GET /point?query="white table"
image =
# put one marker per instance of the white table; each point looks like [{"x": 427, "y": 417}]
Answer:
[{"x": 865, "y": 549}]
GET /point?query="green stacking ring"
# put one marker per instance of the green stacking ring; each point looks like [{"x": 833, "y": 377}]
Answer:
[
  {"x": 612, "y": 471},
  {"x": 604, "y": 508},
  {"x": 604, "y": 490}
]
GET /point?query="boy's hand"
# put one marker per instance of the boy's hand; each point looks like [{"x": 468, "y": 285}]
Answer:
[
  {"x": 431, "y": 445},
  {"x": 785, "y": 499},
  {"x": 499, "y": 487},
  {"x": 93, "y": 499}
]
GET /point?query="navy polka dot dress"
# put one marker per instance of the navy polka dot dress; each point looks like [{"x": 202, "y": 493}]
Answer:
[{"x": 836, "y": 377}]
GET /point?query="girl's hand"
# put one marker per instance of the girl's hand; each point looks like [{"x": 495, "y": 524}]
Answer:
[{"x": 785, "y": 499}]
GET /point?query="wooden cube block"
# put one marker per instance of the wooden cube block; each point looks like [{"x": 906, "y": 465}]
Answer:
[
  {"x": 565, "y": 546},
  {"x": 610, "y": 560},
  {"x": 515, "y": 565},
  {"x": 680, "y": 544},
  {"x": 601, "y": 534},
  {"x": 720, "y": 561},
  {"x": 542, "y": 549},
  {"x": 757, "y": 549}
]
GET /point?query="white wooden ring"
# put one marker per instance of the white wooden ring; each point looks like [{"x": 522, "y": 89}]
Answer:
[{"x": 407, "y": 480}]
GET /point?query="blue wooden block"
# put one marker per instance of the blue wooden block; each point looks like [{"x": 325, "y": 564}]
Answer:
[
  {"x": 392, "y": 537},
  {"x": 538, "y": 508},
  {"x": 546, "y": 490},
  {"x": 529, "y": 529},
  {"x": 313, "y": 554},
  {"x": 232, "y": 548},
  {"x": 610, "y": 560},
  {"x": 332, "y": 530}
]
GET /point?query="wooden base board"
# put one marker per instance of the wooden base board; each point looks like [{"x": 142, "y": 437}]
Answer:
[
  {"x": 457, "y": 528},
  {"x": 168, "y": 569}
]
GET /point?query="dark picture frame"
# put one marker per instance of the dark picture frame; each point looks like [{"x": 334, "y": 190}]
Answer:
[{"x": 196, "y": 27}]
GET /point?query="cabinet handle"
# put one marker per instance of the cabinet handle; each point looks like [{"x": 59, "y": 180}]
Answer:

Directive
Pull out each line of the entries above that contains the word "dress", copying each one in full.

Reply to the task
GET /point?query="navy polka dot dress"
# put one marker per instance of the navy polka dot dress; each point looks like [{"x": 202, "y": 493}]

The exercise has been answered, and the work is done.